Убийца робко извиняется:
– Извиняюсь… Не на того, наверно, напоролся. Бывают, конечно, ошибки, ежели спешка.
В прошлый раз мы сосредоточили свое внимание исключительно на облике Люция Корнелия Суллы, сопоставляя его с другим славным и знаменитым деятелем древней истории Понтием Пилатом, описанным в романе Булгакова.
А теперь я предлагаю чуть пристальнее вглядеться в двух других действующих лиц этой сцены: секретаря и убийцу.
О Сулле даже и говорить нечего. Сулла, как мы уже выяснили, озабочен только тем, чтобы не переплатить за «постороннюю голову» лишние двенадцать тысяч сестерций. Однако с тою же отчетливостью видно, что двух других действующих лиц этой сцены тоже ни в малейшей степени не заботит судьба «неизвестного мужчины», который в спешке «подвернулся» убийце и поплатился за это жизнью. Убийца, получив свои двенадцать тысяч сестерций, пойдет, наверное, домой и купит жене новое платье, а дочке – какой-нибудь бант. (Разумеется, если в Древнем Риме девочки носили банты. А если не носили, значит, другую какую-нибудь финтифлюшку купит. Во всяком случае, не кинется на кровать и не будет лежать, безучастно отвернувшись к стене, как Раскольников.)
И секретарь Суллы тоже, надо полагать, не сойдет с ума, как та машинистка, которая печатала списки расстрелянных.
Так же методично будет он забирать головы, хладнокровно отделяя «правильные» от «посторонних». И ставить галочки в списке. А список был довольно внушительный, о чем можно судить по меланхолической фразе, которой завершается вышеописанная сцена: «В общем, более двух тысяч голов было доставлено Сулле в течение нескольких недель».
А вот другая история, рассказанная в той же «Голубой книге».
Это история о том, как другой римский император – Нерон – задумал лишить жизни свою мать. По свидетельству Светония, он приказал устроить в ее спальне потолок с обшивкой, который с помощью специальной машины можно было обрушить на нее во время сна.
Можно представить, каков был разговор при заказе этого потолка.
– Не извольте беспокоиться! – говорил подрядчик. – Потолок сделаем – просто красота! Ай, ей-богу, интересно вы придумали, ваше величество!..

• [Исходные данные]
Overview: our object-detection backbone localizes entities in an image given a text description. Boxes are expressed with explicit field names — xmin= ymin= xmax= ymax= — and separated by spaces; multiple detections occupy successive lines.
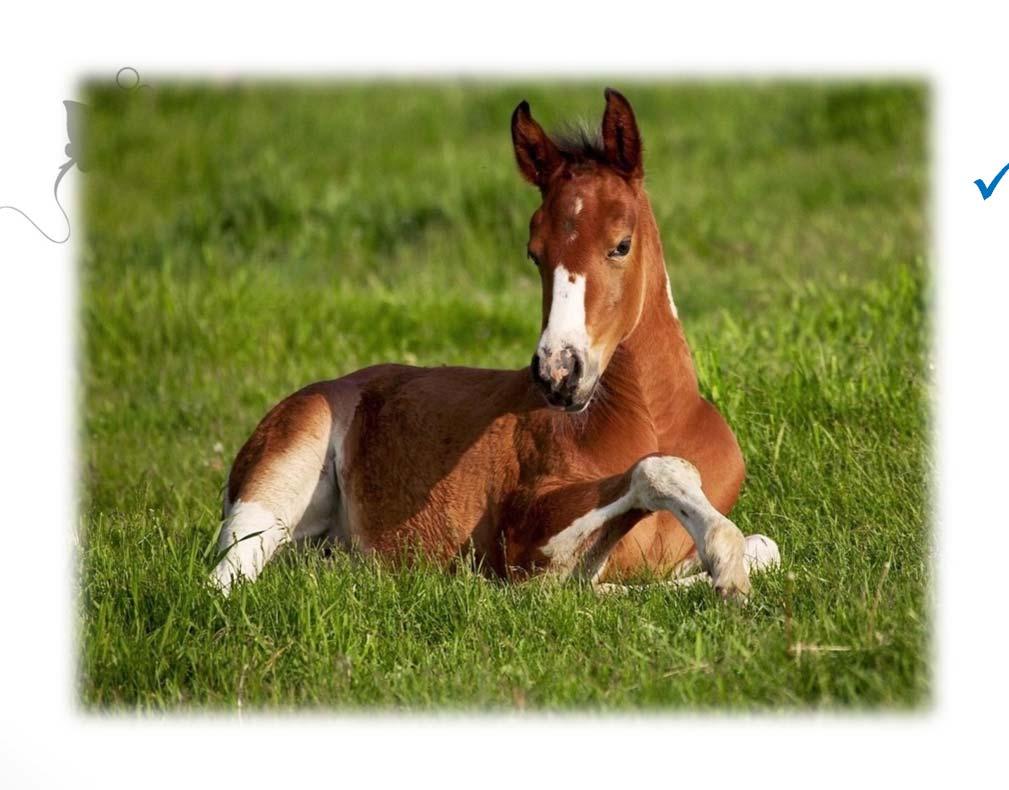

• [Что сделать]
1. Назовите всех людей и литературных персонажей, которые упомянуты по имени в отрывке о Сулле и Нероне. Расположите их в том порядке, в каком они появляются.
2. Допишите отрывок о Сулле и Нероне. Начните сразу после последней реплики подрядчика.

• [Ответы к заданиям]
1. Люций Корнелий Сулла, Понтий Пилат, Булгаков, Раскольников, Нерон, Светоний

2.
– Да гляди, труху у меня не клади, – говорил Нерон. – Гляди, клади что-нибудь потяжельше. Легкая труха ей нипочем. Знаешь, какая у меня мамаша!
– Как же не знать, ваше величество? Характерная старушка. Только какая же может быть труха? Ай, ей-богу, ваше величество: я особо большой камешек велю положить в аккурат над самой головкой вашей преподобной маменьки.
– Ну, уж вы там как хотите, – говорил Нерон, – но только чтоб – раз! – и нет маменьки.
– Не извольте тревожиться. Считайте, что вашей маменьки уже как бы не существует на этом свете. Не успеют они на днях проснуться, как на них потолок – кувырк! И, вообще-с, несчастный случай, вроде землетрясения. Никто не виноват, и маменька, между прочим, больше не присутствует. Ай, ей-богу, интересно вы придумали, ваше величество! Очень, как бы сказать, натуральное средство против маменьки!.
– Ну ладно, ладно! Поменьше, дурак, языком трепли!
(Голубая книга. Коварство.)
Своеобразие этого замечательного отрывка (как и диалога Суллы с убийцей) определяется тем, что оба собеседника с поразительным простодушием игнорируют как правовой, так и моральный аспект запланированного мероприятия. Вопрос о том, что нехорошо (не принято, не полагается, «не дозволено») убивать кого бы то ни было, а тем более свою родную мать, – этот деликатный вопрос просто-напросто не попадает в поле их зрения. Он для них как бы не существует.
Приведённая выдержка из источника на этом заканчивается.